* EXCERPTED DATA:

.....

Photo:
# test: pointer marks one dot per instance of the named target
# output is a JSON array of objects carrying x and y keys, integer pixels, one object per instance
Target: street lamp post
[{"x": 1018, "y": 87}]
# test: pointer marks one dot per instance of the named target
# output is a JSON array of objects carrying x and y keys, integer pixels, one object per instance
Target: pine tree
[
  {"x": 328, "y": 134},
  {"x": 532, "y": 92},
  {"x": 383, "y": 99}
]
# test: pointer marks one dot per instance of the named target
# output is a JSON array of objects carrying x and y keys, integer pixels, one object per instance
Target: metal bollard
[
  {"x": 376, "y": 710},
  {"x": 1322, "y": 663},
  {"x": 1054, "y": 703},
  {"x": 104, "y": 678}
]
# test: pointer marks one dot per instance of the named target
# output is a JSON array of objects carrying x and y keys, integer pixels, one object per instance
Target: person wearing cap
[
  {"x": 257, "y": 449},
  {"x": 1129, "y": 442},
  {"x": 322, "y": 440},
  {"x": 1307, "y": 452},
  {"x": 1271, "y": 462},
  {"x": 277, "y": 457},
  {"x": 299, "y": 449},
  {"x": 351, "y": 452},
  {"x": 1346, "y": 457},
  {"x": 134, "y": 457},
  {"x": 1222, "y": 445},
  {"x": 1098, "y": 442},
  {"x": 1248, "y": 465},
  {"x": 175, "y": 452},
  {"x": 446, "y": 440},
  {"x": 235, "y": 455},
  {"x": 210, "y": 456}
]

.....

* WHAT TO WORK ON: An exact repeat of the whole listing above is needed; write it out now.

* OUTPUT:
Photo:
# test: pointer marks one dot per instance of the named target
# output is a JSON array of objects carrying x and y keys, integer pixels, one object per instance
Target: street lamp post
[{"x": 1018, "y": 87}]
# test: pointer marks one dot per instance of the named target
# output is a JSON array of objects carrying x and y keys, integer pixels, one object per instance
Target: pine tree
[
  {"x": 328, "y": 134},
  {"x": 532, "y": 92},
  {"x": 383, "y": 99}
]
# test: pointer marks one dot per instance of the named target
# output is a JSON array of objects carrying x and y keys, integer pixels, one object per instance
Target: metal bollard
[
  {"x": 376, "y": 710},
  {"x": 1322, "y": 663},
  {"x": 1054, "y": 703},
  {"x": 104, "y": 678}
]
# test: pointer marks one dot per instance of the named target
# output is a JSON array of objects carrying x and y keys, integer pixels, one object per instance
Target: person wearing cap
[
  {"x": 257, "y": 449},
  {"x": 1129, "y": 442},
  {"x": 322, "y": 440},
  {"x": 1307, "y": 452},
  {"x": 1271, "y": 462},
  {"x": 277, "y": 457},
  {"x": 299, "y": 449},
  {"x": 351, "y": 452},
  {"x": 1346, "y": 457},
  {"x": 134, "y": 457},
  {"x": 1222, "y": 445},
  {"x": 1098, "y": 442},
  {"x": 1248, "y": 465},
  {"x": 175, "y": 452},
  {"x": 446, "y": 440},
  {"x": 235, "y": 455},
  {"x": 210, "y": 456}
]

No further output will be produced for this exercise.